Records drawn from a dataset:
^^^^^^^^^^^^^^^^
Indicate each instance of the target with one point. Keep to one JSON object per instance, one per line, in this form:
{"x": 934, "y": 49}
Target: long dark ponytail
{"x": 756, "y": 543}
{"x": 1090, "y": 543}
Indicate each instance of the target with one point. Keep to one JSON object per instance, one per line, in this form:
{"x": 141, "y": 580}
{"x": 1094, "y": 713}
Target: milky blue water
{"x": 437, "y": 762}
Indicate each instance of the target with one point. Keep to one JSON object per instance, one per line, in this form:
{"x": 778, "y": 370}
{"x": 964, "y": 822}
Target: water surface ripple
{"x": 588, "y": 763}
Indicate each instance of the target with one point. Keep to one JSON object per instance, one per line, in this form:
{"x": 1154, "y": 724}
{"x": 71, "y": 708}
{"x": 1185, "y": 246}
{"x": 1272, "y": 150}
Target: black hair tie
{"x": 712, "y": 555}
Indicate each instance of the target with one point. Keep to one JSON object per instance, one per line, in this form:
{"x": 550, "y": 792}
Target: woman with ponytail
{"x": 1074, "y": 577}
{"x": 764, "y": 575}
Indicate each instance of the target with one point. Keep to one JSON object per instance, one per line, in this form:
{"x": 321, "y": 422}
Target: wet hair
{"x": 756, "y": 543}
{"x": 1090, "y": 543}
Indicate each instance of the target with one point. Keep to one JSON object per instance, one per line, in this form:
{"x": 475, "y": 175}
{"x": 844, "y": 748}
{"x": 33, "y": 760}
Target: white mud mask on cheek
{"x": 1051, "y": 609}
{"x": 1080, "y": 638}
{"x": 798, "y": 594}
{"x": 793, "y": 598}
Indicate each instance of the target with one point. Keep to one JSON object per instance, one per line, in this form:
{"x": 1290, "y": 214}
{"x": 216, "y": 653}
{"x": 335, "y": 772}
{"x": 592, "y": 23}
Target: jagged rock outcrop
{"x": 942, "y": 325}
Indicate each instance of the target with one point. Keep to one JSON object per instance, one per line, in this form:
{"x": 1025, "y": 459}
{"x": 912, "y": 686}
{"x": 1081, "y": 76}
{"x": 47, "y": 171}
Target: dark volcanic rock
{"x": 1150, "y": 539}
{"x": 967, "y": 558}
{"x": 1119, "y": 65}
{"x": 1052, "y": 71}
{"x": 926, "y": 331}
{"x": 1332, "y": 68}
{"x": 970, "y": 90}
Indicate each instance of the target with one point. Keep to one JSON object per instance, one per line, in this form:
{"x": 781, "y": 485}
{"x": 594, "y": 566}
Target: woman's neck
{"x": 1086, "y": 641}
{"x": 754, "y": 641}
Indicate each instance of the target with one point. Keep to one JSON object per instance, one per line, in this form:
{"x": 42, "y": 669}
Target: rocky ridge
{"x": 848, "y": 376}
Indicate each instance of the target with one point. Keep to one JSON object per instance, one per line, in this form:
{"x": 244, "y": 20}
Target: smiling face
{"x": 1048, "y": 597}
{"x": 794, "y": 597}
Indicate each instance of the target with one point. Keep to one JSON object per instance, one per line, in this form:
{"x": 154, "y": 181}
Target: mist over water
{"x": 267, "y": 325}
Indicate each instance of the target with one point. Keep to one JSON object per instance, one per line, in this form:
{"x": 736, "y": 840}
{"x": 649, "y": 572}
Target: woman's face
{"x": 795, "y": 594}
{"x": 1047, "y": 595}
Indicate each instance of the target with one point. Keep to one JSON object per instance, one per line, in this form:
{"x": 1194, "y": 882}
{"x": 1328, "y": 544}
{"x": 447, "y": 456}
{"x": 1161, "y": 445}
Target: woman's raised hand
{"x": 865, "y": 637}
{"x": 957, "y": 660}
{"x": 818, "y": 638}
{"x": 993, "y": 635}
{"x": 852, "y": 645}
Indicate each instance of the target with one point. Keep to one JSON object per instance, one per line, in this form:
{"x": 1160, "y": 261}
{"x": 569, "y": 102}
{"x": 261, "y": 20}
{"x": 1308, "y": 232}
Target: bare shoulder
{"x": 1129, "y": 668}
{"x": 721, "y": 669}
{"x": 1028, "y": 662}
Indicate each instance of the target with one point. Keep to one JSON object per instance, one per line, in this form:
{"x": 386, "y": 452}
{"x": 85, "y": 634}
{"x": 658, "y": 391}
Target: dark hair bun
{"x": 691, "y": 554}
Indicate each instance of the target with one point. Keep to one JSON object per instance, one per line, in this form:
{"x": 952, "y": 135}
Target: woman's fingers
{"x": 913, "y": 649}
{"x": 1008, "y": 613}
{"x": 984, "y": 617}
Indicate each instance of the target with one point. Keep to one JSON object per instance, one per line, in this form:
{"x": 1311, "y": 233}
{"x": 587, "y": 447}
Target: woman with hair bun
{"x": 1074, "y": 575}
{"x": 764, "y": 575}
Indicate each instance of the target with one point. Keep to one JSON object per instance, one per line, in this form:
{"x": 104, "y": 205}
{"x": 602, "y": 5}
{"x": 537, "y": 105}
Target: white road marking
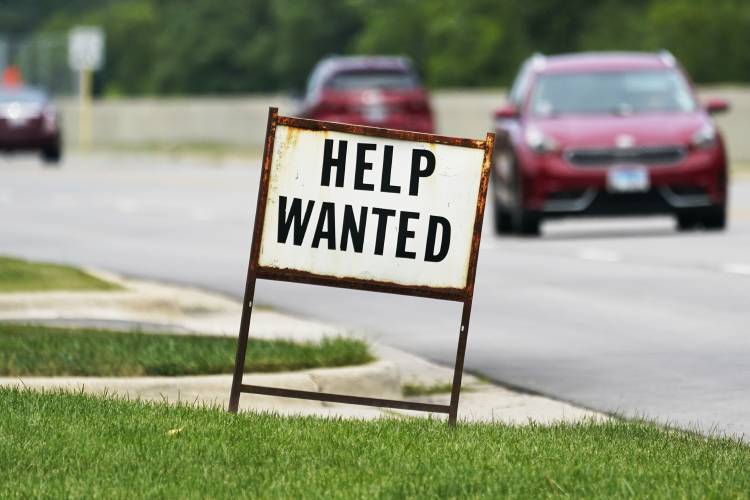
{"x": 63, "y": 200}
{"x": 126, "y": 205}
{"x": 736, "y": 268}
{"x": 599, "y": 255}
{"x": 202, "y": 215}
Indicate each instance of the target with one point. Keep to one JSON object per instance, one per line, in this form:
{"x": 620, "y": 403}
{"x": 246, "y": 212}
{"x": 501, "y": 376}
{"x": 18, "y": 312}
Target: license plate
{"x": 628, "y": 179}
{"x": 17, "y": 122}
{"x": 375, "y": 113}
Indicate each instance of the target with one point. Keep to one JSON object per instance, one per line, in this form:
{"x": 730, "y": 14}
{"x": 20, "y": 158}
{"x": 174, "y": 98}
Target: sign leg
{"x": 458, "y": 369}
{"x": 239, "y": 363}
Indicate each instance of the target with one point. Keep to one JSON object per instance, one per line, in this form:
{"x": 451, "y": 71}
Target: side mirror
{"x": 716, "y": 105}
{"x": 507, "y": 112}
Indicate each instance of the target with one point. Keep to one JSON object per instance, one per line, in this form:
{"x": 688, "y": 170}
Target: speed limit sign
{"x": 86, "y": 48}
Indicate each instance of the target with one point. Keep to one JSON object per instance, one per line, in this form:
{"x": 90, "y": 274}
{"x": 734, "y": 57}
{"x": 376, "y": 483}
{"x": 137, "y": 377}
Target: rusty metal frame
{"x": 255, "y": 272}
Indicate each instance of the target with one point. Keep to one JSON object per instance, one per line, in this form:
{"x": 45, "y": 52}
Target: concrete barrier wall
{"x": 241, "y": 121}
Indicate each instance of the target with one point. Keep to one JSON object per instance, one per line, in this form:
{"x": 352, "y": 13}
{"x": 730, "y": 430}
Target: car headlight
{"x": 539, "y": 142}
{"x": 705, "y": 137}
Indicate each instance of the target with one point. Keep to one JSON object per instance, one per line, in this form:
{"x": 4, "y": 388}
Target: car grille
{"x": 660, "y": 155}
^^^^^^^^^^^^^^^^
**What to do**
Only the pictures are to be left out; write out all the other data exactly.

**Answer to this exercise**
Indicate each instance of the target with one point. Keep to one JSON object per instance, one per line, in this form:
{"x": 934, "y": 49}
Target: long dark ponytail
{"x": 756, "y": 543}
{"x": 1090, "y": 543}
Indicate each instance of the target with one point. Keep to one JSON object per instance, one per line, in this form:
{"x": 141, "y": 580}
{"x": 1094, "y": 713}
Target: milky blue water
{"x": 437, "y": 762}
Indicate each instance of the target with one point. Keep to one JSON object per instance, one per line, in this form:
{"x": 778, "y": 370}
{"x": 964, "y": 822}
Target: water surface ripple
{"x": 588, "y": 763}
Indicate each instance of the target with one point. Keep to one JSON object per instance, one per line, in this form:
{"x": 1154, "y": 724}
{"x": 71, "y": 708}
{"x": 1185, "y": 246}
{"x": 1272, "y": 150}
Target: black hair tie
{"x": 712, "y": 555}
Indicate each instance of the target with one point. Keep to one JSON object per instance, one per line, in this form:
{"x": 550, "y": 792}
Target: woman with ponytail
{"x": 1074, "y": 577}
{"x": 764, "y": 575}
Indicate each instance of the target with one point. Keep to one JSON object per instance, one per line, in this form:
{"x": 321, "y": 422}
Target: wet hair
{"x": 756, "y": 543}
{"x": 1090, "y": 543}
Indicate each instance of the target with one point. Keep to one JSON object per instance, one per line, in this form:
{"x": 475, "y": 175}
{"x": 844, "y": 748}
{"x": 33, "y": 760}
Target: white mud mask on cheek
{"x": 1051, "y": 609}
{"x": 1080, "y": 638}
{"x": 798, "y": 594}
{"x": 793, "y": 598}
Indicate each instance of the target with one point. Keep to one JSON object per instance, one per line, in this form:
{"x": 1290, "y": 214}
{"x": 216, "y": 653}
{"x": 335, "y": 772}
{"x": 592, "y": 23}
Target: jagged rock outcrop
{"x": 942, "y": 325}
Indicate each instance of the target with one point. Keep to one JSON object per instance, one per line, in this form:
{"x": 1025, "y": 459}
{"x": 912, "y": 686}
{"x": 1081, "y": 76}
{"x": 47, "y": 171}
Target: dark volcanic rock
{"x": 1150, "y": 539}
{"x": 967, "y": 558}
{"x": 1119, "y": 65}
{"x": 1052, "y": 71}
{"x": 926, "y": 331}
{"x": 1332, "y": 68}
{"x": 970, "y": 90}
Indicate each instance of the target with one point. Keep to one JSON object per instance, one per line, in this form:
{"x": 781, "y": 485}
{"x": 594, "y": 566}
Target: woman's neck
{"x": 1086, "y": 641}
{"x": 754, "y": 641}
Indicate each instance of the target with one point. Keep to one JSON object per instance, one per line, in this form:
{"x": 42, "y": 669}
Target: rocky ridge
{"x": 848, "y": 376}
Indicate each instance of the target with one point. Keep to one JSON object per instance, one per line, in this form:
{"x": 244, "y": 20}
Target: smiling face
{"x": 1048, "y": 597}
{"x": 794, "y": 597}
Indicate each instance of the target with one point. Keep to one JSON object per instance, one per line, in this form:
{"x": 154, "y": 181}
Target: mist over water
{"x": 267, "y": 325}
Indicate each instance of the target with one point. Keep to one JSON object per instance, one per line, in this form:
{"x": 736, "y": 840}
{"x": 649, "y": 572}
Target: woman's face
{"x": 795, "y": 594}
{"x": 1047, "y": 595}
Indicate each instance of the target with one point. Keep to one JSON object per instance, one per line, in this form:
{"x": 1194, "y": 882}
{"x": 1328, "y": 544}
{"x": 447, "y": 456}
{"x": 1161, "y": 445}
Target: woman's raised hand
{"x": 865, "y": 637}
{"x": 957, "y": 660}
{"x": 818, "y": 638}
{"x": 993, "y": 635}
{"x": 852, "y": 645}
Indicate each instance of the target with one point. Keep to one JSON object per instance, one per line, in this form:
{"x": 1160, "y": 261}
{"x": 569, "y": 102}
{"x": 261, "y": 20}
{"x": 1308, "y": 232}
Target: bare shoulder
{"x": 1129, "y": 668}
{"x": 721, "y": 669}
{"x": 1028, "y": 662}
Indicate each instance of the target with one point. Keep to one JSON object per instance, one per line, in this form:
{"x": 386, "y": 452}
{"x": 85, "y": 634}
{"x": 658, "y": 391}
Target: dark hair bun
{"x": 691, "y": 554}
Indicate each instance of the target with one point. Keep to one JSON object per instance, one per line, in this form:
{"x": 952, "y": 135}
Target: woman's fingers
{"x": 913, "y": 649}
{"x": 1008, "y": 613}
{"x": 984, "y": 617}
Indicate each instance of the target with one point. Keep to one JSON object per instance, one per line, in this form:
{"x": 1311, "y": 233}
{"x": 587, "y": 447}
Target: woman with hair bun
{"x": 1074, "y": 575}
{"x": 764, "y": 575}
Indicate each instance of the target with one point. Keep to one JSON object per instance, one per line, in this form:
{"x": 104, "y": 205}
{"x": 602, "y": 5}
{"x": 537, "y": 105}
Target: white road marking
{"x": 63, "y": 200}
{"x": 126, "y": 205}
{"x": 736, "y": 268}
{"x": 599, "y": 255}
{"x": 202, "y": 215}
Indicate each instance of the target with one point. Keep to one JSON object per instance, one per line, in this form:
{"x": 620, "y": 403}
{"x": 246, "y": 212}
{"x": 501, "y": 376}
{"x": 18, "y": 312}
Target: license plate
{"x": 628, "y": 179}
{"x": 17, "y": 122}
{"x": 375, "y": 113}
Indicate each instance of the target with one point. Keep to one JSON object per instance, one per line, in this form:
{"x": 730, "y": 14}
{"x": 20, "y": 158}
{"x": 174, "y": 98}
Target: sign leg
{"x": 458, "y": 369}
{"x": 239, "y": 363}
Indicate each instance of the target with one point. Keep to one JSON object per instance, one per line, in this form:
{"x": 451, "y": 71}
Target: side mirror
{"x": 716, "y": 105}
{"x": 507, "y": 112}
Indicate each instance of the target with one point. Keep to one JSON object per instance, one per line, in this form:
{"x": 688, "y": 170}
Target: speed limit sign
{"x": 86, "y": 48}
Indicate each instance of the target with one point. Keep to one JSON object per instance, one per line, in this form:
{"x": 90, "y": 274}
{"x": 734, "y": 57}
{"x": 376, "y": 483}
{"x": 137, "y": 377}
Target: rusty metal frame
{"x": 255, "y": 272}
Indicate each instance of the target with one point. Keep to one JSON object per instance, one per line, in this form:
{"x": 45, "y": 52}
Target: concrete barrier wall
{"x": 241, "y": 121}
Indicate each instance of the target with one point. Keep to one JSON object per instance, one per line, in this form:
{"x": 352, "y": 13}
{"x": 730, "y": 430}
Target: car headlight
{"x": 539, "y": 142}
{"x": 705, "y": 137}
Indicate each instance of the target with one point. Keep to one JSON object per instance, one per line, in this form:
{"x": 4, "y": 388}
Target: car grille
{"x": 660, "y": 155}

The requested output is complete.